Entries from a dataset
..........
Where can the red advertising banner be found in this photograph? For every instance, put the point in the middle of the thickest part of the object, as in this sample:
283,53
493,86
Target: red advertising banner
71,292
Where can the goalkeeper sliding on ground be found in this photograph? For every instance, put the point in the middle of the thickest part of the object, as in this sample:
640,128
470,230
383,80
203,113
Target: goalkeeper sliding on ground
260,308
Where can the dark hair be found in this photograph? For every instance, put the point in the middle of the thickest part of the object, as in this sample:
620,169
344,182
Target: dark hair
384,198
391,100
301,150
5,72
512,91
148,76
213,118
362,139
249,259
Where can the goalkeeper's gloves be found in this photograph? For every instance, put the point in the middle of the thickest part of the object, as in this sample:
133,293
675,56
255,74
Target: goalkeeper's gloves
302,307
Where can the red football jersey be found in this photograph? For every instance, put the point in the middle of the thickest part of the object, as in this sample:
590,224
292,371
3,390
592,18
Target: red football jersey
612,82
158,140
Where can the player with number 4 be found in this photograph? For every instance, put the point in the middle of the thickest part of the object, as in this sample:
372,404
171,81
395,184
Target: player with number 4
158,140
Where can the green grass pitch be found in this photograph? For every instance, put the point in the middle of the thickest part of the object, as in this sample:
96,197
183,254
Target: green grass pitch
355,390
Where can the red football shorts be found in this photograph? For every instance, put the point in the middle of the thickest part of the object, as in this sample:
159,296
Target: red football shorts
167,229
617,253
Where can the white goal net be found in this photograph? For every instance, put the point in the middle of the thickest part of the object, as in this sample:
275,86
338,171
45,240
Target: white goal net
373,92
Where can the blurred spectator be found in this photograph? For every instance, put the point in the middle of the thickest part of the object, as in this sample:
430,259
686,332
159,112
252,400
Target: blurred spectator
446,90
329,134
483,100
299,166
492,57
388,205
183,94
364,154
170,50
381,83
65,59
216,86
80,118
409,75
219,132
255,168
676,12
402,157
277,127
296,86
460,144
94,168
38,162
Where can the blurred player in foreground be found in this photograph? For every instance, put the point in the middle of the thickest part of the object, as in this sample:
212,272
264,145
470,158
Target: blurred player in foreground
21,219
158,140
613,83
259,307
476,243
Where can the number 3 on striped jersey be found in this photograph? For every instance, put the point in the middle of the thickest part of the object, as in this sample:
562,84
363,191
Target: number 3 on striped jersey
..........
*Do this*
Can you render every line of the entries above as a JSON list of strings, with one string per line and blank lines left out?

*Result of the task*
[
  "Where can the red advertising banner be found in this photograph? For every instance, put the point in the middle of the thickest part of the object, as in this sample:",
  "283,53",
  "493,86",
  "Target: red advertising banner",
  "71,292",
  "Where can the goalkeeper sliding on ground be found in this photograph? For every instance, put the point in the middle of the thickest part of the object, as in this sample:",
  "640,128",
  "470,230",
  "383,80",
  "203,113",
  "Target: goalkeeper sliding on ground",
  "260,308",
  "Where can the dark hair be found in this photograph? For every instance, put the point in the middle of the thickest part of the object, as in this sample:",
  "620,169",
  "344,182",
  "Target: dark hair",
  "384,198",
  "391,100",
  "301,150",
  "5,72",
  "512,91",
  "148,76",
  "213,118",
  "362,139",
  "249,259",
  "Where can the goalkeeper's gloves be found in this photograph? For every instance, put the point in the middle of the thickest part of the object, as in this sample:",
  "133,293",
  "675,56",
  "255,74",
  "Target: goalkeeper's gloves",
  "302,307",
  "Where can the red football jersey be found in this photograph? For every instance, put the point in the middle of the thickest part of the object, as in this sample:",
  "590,224",
  "292,371",
  "3,390",
  "592,18",
  "Target: red football jersey",
  "612,82",
  "158,140",
  "Where can the player with number 4 be found in this photograph? For every instance, put the point in the middle of the thickest part of the object, as in this sample:",
  "372,404",
  "171,81",
  "395,184",
  "Target: player with number 4",
  "158,140",
  "Where can the green grass pitch be found in this photograph? For every instance, put the point in the middle of the thickest part of the object, as in this sample:",
  "96,197",
  "183,254",
  "Target: green grass pitch",
  "355,390",
  "Where can the red football shorts be found in this photograph? For every instance, put the point in the middle of the thickest part of the object, as in this sample:",
  "159,296",
  "Target: red football shorts",
  "167,229",
  "617,253",
  "Where can the white goal net be found in this photograph? For every instance, put the point in the middle of the thickest part of the object, as in this sample:",
  "275,86",
  "338,171",
  "45,240",
  "Target: white goal net",
  "373,92",
  "Where can the blurred spectator be found in this photograph? For every instance, put the point in the middle of the thickest part of the object, as in this sample:",
  "430,259",
  "686,332",
  "159,112",
  "252,400",
  "Target: blurred spectator",
  "446,90",
  "329,134",
  "483,100",
  "299,166",
  "492,57",
  "388,205",
  "183,94",
  "364,154",
  "170,50",
  "381,83",
  "65,59",
  "216,86",
  "80,118",
  "409,75",
  "219,132",
  "255,168",
  "676,12",
  "402,157",
  "277,127",
  "296,86",
  "460,144",
  "94,168",
  "38,162",
  "Where can the blurred player in foreground be found in this photograph? For every instance, put the point in the middle of the thickest part of the object, as in this sample:",
  "212,272",
  "264,145",
  "470,158",
  "Target: blurred player in foreground",
  "21,219",
  "158,140",
  "613,83",
  "259,307",
  "476,243",
  "Where can the number 3 on striped jersey be found in this photograph? For every instance, put the point in the middle of the thickest part of the object, as in this sample:",
  "562,84",
  "363,191",
  "Target: number 3 on striped jersey"
]